- _WORK ITEM_
Which lines should be repeated? Exactly the one containing "Query: bare tree" and every line after it through the end of the entries below.

- Opening Delimiter -

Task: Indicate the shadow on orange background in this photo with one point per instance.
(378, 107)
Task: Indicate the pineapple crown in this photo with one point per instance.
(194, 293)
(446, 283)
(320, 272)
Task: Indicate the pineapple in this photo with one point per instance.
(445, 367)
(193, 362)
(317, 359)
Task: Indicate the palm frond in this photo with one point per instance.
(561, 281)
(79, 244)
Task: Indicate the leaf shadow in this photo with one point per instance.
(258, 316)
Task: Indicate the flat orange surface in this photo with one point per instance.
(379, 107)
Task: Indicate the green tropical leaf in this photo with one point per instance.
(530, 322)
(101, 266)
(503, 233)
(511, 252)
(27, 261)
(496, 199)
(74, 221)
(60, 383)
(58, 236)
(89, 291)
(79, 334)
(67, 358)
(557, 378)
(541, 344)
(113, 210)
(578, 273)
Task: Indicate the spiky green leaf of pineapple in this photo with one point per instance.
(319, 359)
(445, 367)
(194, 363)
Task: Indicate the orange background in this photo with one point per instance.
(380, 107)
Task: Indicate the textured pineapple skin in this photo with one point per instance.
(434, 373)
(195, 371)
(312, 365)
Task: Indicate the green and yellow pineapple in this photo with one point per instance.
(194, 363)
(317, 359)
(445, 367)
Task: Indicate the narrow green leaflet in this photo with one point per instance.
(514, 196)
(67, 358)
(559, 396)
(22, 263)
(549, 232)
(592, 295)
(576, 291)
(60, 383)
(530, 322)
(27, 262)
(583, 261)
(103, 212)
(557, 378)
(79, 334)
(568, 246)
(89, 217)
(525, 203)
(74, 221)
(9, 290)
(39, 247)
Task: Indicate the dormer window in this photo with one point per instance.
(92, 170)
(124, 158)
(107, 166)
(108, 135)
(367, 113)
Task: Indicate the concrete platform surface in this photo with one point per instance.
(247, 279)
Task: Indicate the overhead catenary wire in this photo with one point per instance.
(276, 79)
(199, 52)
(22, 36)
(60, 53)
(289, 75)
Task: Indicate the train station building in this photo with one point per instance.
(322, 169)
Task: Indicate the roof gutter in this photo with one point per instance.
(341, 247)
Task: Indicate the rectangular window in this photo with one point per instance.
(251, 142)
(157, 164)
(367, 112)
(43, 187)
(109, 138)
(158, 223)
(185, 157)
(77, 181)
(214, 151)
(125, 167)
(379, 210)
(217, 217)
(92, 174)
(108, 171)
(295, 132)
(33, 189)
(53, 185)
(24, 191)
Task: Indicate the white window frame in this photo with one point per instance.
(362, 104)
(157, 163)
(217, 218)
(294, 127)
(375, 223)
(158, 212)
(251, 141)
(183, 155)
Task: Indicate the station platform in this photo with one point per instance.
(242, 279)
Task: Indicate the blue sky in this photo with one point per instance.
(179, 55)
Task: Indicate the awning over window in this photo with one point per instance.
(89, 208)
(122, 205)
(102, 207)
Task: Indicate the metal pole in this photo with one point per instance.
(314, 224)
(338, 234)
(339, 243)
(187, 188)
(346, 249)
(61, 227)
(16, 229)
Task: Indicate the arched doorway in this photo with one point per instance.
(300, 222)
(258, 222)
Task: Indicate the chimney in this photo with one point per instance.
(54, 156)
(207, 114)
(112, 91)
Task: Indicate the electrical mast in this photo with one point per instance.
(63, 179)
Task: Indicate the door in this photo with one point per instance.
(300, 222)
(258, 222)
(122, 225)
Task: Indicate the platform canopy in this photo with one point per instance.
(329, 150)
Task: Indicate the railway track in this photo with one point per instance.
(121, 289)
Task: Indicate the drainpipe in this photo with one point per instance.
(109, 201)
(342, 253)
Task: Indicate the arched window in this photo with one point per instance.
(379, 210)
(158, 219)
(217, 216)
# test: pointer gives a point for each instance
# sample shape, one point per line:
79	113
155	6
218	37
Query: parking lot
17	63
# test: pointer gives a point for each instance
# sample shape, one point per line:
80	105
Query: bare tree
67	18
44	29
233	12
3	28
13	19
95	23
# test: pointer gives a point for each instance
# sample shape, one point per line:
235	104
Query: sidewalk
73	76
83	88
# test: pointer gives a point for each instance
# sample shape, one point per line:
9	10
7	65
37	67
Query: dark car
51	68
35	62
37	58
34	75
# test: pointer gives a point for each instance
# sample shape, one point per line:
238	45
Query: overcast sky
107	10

- Closing Delimiter -

- _SOLUTION FOR THIS TASK_
Query: bare tree
67	18
44	29
233	12
3	28
13	19
95	23
# test: pointer gives a point for each instance
# sample shape, one point per line:
235	104
Query: sidewalk
73	76
83	88
# test: pointer gives a point for each instance
# sample shape, one point per line:
9	10
7	65
37	67
Query: dark car
51	68
35	62
37	58
34	75
# test: pointer gives a point for each instance
# sample shape, one point per line:
238	45
Query: overcast sky
107	10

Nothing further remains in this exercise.